## Start

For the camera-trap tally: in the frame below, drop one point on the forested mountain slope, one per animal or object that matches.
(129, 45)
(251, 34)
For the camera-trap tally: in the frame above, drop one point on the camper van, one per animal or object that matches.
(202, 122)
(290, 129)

## End
## Start

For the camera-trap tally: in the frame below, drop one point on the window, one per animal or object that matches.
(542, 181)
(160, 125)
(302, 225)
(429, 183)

## End

◆ **Exercise**
Count the lines in the listing above that contain the string "below", matching case exactly. Reply with the number alone.

◆ **Written answer**
2